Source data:
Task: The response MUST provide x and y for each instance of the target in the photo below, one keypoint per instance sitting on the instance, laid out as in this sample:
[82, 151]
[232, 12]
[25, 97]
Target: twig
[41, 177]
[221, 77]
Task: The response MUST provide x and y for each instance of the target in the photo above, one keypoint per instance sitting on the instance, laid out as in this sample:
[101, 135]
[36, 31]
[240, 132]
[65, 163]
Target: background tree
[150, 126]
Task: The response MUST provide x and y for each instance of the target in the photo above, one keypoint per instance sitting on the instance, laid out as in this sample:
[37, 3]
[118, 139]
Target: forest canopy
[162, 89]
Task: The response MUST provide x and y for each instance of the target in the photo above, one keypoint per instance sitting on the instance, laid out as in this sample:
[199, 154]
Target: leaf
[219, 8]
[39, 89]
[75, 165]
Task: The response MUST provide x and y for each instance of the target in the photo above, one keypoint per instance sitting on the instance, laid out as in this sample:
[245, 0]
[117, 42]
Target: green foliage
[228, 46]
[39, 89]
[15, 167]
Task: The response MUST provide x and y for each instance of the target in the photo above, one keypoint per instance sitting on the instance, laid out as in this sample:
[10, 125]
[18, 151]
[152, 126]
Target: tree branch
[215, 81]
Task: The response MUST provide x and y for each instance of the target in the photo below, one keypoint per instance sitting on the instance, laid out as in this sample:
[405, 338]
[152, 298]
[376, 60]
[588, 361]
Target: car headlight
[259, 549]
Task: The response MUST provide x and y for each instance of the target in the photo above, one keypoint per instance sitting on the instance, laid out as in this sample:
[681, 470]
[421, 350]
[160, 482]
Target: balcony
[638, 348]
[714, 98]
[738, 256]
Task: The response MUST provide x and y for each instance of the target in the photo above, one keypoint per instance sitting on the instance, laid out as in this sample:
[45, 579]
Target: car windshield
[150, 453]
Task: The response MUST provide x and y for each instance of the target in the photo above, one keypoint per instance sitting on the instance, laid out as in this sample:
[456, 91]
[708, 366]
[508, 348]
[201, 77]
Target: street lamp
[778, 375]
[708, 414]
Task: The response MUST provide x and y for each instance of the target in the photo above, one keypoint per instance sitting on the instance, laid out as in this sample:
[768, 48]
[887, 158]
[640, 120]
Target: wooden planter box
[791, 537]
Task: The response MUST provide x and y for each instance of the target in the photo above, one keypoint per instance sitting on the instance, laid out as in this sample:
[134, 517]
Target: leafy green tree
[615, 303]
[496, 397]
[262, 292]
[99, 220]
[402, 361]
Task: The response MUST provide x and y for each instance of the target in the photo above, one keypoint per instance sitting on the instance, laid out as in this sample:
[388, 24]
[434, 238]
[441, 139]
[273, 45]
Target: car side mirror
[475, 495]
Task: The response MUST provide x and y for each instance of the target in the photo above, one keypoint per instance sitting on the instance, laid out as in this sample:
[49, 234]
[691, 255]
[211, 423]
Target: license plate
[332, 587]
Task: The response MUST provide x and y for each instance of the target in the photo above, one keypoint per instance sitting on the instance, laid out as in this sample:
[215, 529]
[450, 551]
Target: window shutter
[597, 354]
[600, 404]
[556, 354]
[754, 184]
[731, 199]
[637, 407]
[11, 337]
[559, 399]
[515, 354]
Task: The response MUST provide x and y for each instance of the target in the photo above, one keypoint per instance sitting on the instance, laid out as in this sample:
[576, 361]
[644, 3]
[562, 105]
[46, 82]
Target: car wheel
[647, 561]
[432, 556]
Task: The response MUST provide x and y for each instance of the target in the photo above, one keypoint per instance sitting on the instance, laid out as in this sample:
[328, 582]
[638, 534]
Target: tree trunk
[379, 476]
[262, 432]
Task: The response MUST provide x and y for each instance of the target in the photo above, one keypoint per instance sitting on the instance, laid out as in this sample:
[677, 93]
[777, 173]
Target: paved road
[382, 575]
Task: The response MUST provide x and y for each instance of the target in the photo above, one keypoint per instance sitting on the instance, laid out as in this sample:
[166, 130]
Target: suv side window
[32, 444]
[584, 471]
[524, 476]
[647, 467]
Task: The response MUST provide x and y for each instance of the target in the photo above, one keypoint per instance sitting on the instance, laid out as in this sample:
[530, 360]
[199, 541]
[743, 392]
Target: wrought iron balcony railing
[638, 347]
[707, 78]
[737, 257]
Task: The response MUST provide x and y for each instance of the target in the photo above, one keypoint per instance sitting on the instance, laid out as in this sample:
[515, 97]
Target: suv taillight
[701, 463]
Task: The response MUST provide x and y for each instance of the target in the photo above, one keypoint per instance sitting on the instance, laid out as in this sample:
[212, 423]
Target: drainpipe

_Exercise_: Which lines of the listing above contain the word "balcony"? Select each of them and copy it out.

_Output of the exercise_:
Target: balcony
Target: wrought iron balcony railing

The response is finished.